_Exercise instructions_: Set down every entry below exactly as it stands.

_Supplied entries_:

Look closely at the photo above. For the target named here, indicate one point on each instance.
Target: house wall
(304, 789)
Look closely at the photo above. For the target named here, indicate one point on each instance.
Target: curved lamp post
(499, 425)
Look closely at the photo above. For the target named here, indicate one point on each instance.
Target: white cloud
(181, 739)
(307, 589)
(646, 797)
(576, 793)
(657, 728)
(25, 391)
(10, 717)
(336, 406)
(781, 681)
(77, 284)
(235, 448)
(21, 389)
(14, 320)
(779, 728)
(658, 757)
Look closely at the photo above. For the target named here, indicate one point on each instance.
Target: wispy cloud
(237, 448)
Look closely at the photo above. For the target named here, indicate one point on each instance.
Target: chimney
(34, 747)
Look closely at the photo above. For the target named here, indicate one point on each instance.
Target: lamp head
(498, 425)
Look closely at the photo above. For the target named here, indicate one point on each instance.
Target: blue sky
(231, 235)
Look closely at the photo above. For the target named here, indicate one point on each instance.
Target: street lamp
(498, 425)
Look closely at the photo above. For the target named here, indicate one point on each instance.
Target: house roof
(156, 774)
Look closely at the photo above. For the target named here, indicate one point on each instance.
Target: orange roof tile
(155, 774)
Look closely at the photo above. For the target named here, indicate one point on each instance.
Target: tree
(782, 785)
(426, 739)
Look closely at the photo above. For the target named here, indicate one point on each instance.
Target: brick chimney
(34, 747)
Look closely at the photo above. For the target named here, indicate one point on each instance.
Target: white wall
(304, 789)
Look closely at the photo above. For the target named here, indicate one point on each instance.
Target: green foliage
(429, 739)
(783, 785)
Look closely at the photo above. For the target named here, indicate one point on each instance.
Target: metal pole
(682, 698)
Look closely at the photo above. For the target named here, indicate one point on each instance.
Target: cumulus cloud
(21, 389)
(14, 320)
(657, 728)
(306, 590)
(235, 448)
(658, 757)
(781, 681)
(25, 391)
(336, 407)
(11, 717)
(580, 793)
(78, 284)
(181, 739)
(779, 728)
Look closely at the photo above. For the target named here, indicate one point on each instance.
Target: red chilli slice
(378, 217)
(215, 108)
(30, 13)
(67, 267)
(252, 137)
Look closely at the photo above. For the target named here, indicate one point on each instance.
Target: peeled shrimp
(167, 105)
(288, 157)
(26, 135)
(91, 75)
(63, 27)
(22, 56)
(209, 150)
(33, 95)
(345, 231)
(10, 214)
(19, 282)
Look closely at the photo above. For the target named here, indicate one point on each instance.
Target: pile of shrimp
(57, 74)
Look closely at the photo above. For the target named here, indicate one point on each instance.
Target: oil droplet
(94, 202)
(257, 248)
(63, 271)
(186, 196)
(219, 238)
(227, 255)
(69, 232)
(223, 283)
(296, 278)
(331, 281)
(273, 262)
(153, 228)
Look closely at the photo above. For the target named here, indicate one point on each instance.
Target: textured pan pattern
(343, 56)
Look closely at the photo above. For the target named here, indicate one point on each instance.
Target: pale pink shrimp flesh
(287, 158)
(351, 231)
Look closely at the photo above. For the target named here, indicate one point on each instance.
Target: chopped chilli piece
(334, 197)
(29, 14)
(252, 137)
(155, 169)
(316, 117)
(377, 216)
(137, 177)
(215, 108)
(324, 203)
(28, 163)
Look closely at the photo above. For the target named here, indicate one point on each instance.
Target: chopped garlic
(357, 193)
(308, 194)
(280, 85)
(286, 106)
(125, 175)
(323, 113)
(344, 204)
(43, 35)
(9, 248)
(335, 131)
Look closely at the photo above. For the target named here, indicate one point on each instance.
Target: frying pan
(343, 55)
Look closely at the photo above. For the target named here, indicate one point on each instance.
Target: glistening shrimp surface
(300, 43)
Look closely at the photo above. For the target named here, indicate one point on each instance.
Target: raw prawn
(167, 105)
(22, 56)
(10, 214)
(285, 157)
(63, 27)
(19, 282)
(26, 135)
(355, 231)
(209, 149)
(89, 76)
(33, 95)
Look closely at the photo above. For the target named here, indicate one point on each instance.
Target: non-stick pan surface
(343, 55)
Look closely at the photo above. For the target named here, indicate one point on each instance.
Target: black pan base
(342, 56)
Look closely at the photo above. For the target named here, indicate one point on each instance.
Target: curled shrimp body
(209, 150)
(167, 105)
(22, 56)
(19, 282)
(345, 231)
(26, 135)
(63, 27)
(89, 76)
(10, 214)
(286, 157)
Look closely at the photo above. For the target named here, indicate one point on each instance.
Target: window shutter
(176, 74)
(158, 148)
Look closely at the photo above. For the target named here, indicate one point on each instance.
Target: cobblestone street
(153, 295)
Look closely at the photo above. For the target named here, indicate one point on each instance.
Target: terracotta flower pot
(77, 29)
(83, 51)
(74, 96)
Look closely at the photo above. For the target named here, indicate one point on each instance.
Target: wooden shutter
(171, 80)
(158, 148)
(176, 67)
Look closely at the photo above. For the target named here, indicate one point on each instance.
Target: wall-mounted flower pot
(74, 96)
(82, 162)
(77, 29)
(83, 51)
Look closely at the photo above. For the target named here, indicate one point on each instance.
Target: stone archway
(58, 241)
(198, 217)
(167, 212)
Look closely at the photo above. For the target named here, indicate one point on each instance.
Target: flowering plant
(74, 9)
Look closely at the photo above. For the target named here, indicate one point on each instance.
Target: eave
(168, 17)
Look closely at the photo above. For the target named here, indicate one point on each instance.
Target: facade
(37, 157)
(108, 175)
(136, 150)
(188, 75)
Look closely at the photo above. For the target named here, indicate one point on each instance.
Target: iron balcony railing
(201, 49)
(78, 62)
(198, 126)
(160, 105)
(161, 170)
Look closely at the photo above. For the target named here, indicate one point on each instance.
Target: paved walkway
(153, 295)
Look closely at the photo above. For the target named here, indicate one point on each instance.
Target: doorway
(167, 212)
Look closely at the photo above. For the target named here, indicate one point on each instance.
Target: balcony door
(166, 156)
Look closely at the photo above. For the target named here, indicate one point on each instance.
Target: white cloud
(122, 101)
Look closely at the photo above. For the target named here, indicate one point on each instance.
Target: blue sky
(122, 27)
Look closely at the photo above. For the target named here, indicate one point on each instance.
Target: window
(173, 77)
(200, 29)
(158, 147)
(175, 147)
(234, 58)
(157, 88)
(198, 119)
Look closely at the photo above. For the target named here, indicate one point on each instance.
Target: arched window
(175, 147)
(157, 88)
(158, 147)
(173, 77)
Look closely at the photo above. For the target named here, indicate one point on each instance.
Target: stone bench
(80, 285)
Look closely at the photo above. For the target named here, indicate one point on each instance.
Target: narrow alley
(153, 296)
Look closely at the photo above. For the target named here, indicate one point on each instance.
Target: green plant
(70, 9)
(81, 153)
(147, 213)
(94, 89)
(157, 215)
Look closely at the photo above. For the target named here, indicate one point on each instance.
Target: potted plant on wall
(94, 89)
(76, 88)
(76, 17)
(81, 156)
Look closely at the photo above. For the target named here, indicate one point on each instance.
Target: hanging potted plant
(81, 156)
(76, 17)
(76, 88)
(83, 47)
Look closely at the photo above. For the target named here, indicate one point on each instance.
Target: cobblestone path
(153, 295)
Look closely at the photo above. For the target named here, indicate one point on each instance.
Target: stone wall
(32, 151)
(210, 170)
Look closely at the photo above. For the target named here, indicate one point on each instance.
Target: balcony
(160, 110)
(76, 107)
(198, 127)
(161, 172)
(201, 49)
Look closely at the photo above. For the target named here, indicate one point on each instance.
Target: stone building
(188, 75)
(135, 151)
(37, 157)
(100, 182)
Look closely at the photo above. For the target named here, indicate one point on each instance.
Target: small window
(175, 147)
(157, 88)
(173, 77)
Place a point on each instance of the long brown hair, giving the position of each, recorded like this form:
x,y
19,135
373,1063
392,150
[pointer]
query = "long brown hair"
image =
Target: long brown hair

_Exercise solution_:
Look closely at the photo above. For the target named here, indicate one point on each instance.
Target: house wall
(304, 789)
Look closely at the photo above. For the target named here, indicate one point on each instance.
Target: curved lamp post
(499, 425)
Look closely at the photo above. For the target named here, indicate one point on each instance.
Target: white cloud
(181, 739)
(307, 589)
(646, 797)
(576, 793)
(657, 728)
(25, 391)
(10, 717)
(336, 406)
(781, 681)
(77, 284)
(235, 448)
(21, 389)
(14, 320)
(779, 728)
(658, 757)
Look closely at the photo above. For the target named here, indicate one point on each instance.
Target: wispy cloud
(237, 448)
Look closely at the photo above. For the target named here, indicate one point on each instance.
Target: chimney
(34, 747)
Look closely at the photo above. For the target named here, indicate one point on each instance.
Target: lamp head
(498, 425)
Look closely at the photo above. For the target named here, indicate one point on each instance.
Target: blue sky
(231, 235)
Look closely at the photo above. For the target named here, indicate one point on each instance.
Target: street lamp
(498, 425)
Look closely at the photo above. For the target named here, indicate one point on each instance.
Target: house roof
(156, 774)
Look closely at the photo above. For the target named here, indicate one point on each instance.
Target: orange roof tile
(155, 774)
Look closely at the photo above. For the target named here, indicate one point on each instance.
Target: tree
(782, 785)
(426, 739)
Look closely at the photo above. For the target named here, indicate one point on each instance.
Target: brick chimney
(34, 747)
Look closely at the photo above. For the target named here, indicate one point on each instance.
Target: white wall
(304, 789)
Look closely at the photo above. For the target named here, indicate one point on each instance.
Target: green foliage
(429, 739)
(783, 785)
Look closely at the photo above. For the target named here, indicate one point on each instance.
Target: metal pole
(682, 698)
Look closely at the photo above. For the target named here, indicate one point on each instance.
Target: cumulus cloud
(21, 389)
(14, 320)
(657, 728)
(306, 590)
(235, 448)
(658, 757)
(781, 681)
(25, 391)
(336, 407)
(11, 717)
(580, 793)
(78, 284)
(181, 739)
(779, 728)
Look closely at the photo above. For the target named here, indicate one point on each instance.
Target: red chilli slice
(378, 217)
(215, 108)
(30, 13)
(67, 267)
(252, 137)
Look closely at the photo above. For the target named here, indicate one point on each instance.
Target: peeled shrimp
(167, 105)
(288, 157)
(26, 135)
(91, 75)
(63, 27)
(22, 56)
(209, 150)
(33, 95)
(345, 231)
(10, 214)
(19, 282)
Look closely at the photo above. For the target named here, indicate one point on each instance.
Target: pile of shrimp
(57, 74)
Look closely at the photo above. For the target named here, indicate one point on each instance.
Target: oil droplet
(94, 202)
(257, 248)
(63, 271)
(186, 196)
(219, 238)
(227, 255)
(69, 232)
(223, 283)
(296, 278)
(331, 281)
(273, 262)
(153, 228)
Look closely at the photo above. For the target named here, indicate one point on each instance.
Target: textured pan pattern
(343, 56)
Look closely at the photo above. For the target named here, indicate one point on each instance.
Target: pale pink shrimp flesh
(287, 158)
(351, 231)
Look closely at the photo above. For the target named here, indicate one point on each instance.
Target: chopped chilli piece
(334, 197)
(29, 14)
(252, 137)
(155, 169)
(316, 117)
(377, 216)
(137, 177)
(215, 108)
(324, 203)
(28, 163)
Look closely at the photo above. For the target named here, indicate one point on each instance.
Target: chopped garlic
(357, 193)
(308, 194)
(280, 85)
(286, 106)
(125, 175)
(323, 113)
(344, 204)
(43, 35)
(9, 248)
(335, 131)
Look closely at the photo above. For the target named here, indicate one point on each instance.
Target: frying pan
(343, 55)
Look closely at the photo above. For the target named here, indicate one point on each instance.
Target: glistening shrimp surface
(300, 43)
Look closely at the photo above. For the target named here, indicate one point on each instance.
Target: raw prawn
(167, 105)
(22, 56)
(10, 214)
(285, 157)
(63, 27)
(19, 282)
(26, 135)
(355, 231)
(209, 149)
(89, 76)
(33, 95)
Look closely at the photo above. For the target named here, indicate one point on each instance.
Target: non-stick pan surface
(343, 55)
Look closely at the photo above. For the target named here, indicate one point on each instance.
Target: black pan base
(342, 56)
Look closely at the photo above. For the target named here, indicate one point on each instance.
Target: curled shrimp body
(209, 150)
(167, 105)
(22, 56)
(19, 282)
(345, 231)
(26, 135)
(63, 27)
(89, 76)
(10, 214)
(286, 157)
Look closely at the photo above. For the target named here, indicate one point on each instance.
Target: window shutter
(176, 74)
(158, 148)
Look closely at the photo above. For the target named here, indicate one point on each instance.
Target: cobblestone street
(153, 295)
Look closely at the photo above. For the target named here, indicate one point on each instance.
Target: terracotta flower pot
(77, 29)
(83, 51)
(74, 96)
Look closely at the photo above. For the target named here, indicate one point on each instance.
Target: wooden shutter
(171, 80)
(158, 148)
(176, 67)
Look closely at the photo above. For the target named here, indicate one point on each instance.
Target: wall-mounted flower pot
(74, 96)
(82, 162)
(77, 29)
(83, 51)
Look closely at the photo above. For the target named here, indicate one point on each instance.
Target: stone archway
(58, 241)
(198, 217)
(167, 212)
Look closely at the photo above. For the target named here, indicate one point on each instance.
Target: flowering plant
(74, 9)
Look closely at the photo above. For the target named here, indicate one point on each instance.
Target: eave
(168, 17)
Look closely at the photo above. For the target named here, indicate one point on each instance.
Target: facade
(37, 157)
(108, 175)
(136, 150)
(188, 75)
Look closely at the photo above. For the target named here, indicate one point on each instance.
Target: iron balcony railing
(201, 49)
(78, 62)
(198, 126)
(160, 105)
(161, 170)
Look closely at the photo above. For the target named here, indicate one point on each instance.
Target: paved walkway
(153, 295)
Look closely at the photo above. For the target named here, indicate one point on each instance.
Target: doorway
(167, 212)
Look closely at the photo above. For the target named here, indicate one point on each instance.
Target: balcony door
(166, 156)
Look closely at the photo above. For the target named here, indicate one point on each instance.
Target: white cloud
(122, 101)
Look closely at the photo above. For the target named here, indicate one point on each instance.
Target: blue sky
(122, 27)
Look closely at the photo above. For the target named here, indicate one point on each instance.
Target: window
(173, 77)
(200, 29)
(158, 147)
(175, 147)
(234, 58)
(157, 88)
(198, 119)
Look closely at the photo above. For the target named here, indicate one point on each instance.
Target: arched window
(175, 147)
(157, 88)
(158, 147)
(173, 77)
Look closely at the photo above. For the target named here, indicate one point on each instance.
Target: stone bench
(80, 285)
Look closely at the photo above. For the target named here, indicate one point on each instance.
Target: narrow alley
(153, 296)
Look closely at the photo above. For the target named here, indicate one point on each instance.
Target: green plant
(70, 9)
(81, 153)
(147, 213)
(94, 89)
(157, 215)
Look closely at the photo above. For the target named here, indicate one point on each instance.
Target: potted plant on wall
(94, 89)
(76, 88)
(76, 17)
(81, 156)
Look closely at the photo above. For the target named here, indicate one point on each instance.
Target: hanging potted plant
(81, 156)
(76, 17)
(76, 88)
(83, 47)
Look closely at the photo above. For the target named here, indicate one point on each instance.
Target: cobblestone path
(153, 295)
Look closely at the photo above. For the target named here, indicate one point on each instance.
Target: stone wall
(32, 151)
(210, 170)
Look closely at the photo above. For the target named here, indicate one point on each instance.
Target: balcony
(160, 110)
(76, 107)
(198, 127)
(161, 172)
(201, 49)
Look closely at the photo above. For the target named here, indicate one point on each instance.
Target: stone building
(188, 75)
(135, 151)
(37, 157)
(100, 182)
Look closely at the photo above. For the target named here, indicate one point on each instance.
Target: small window
(175, 147)
(157, 88)
(173, 77)
Place a point on each instance of the long brown hair, giving the position of each, recorded like this form:
x,y
19,135
373,1063
392,150
[pointer]
query = "long brown hair"
image =
Target: long brown hair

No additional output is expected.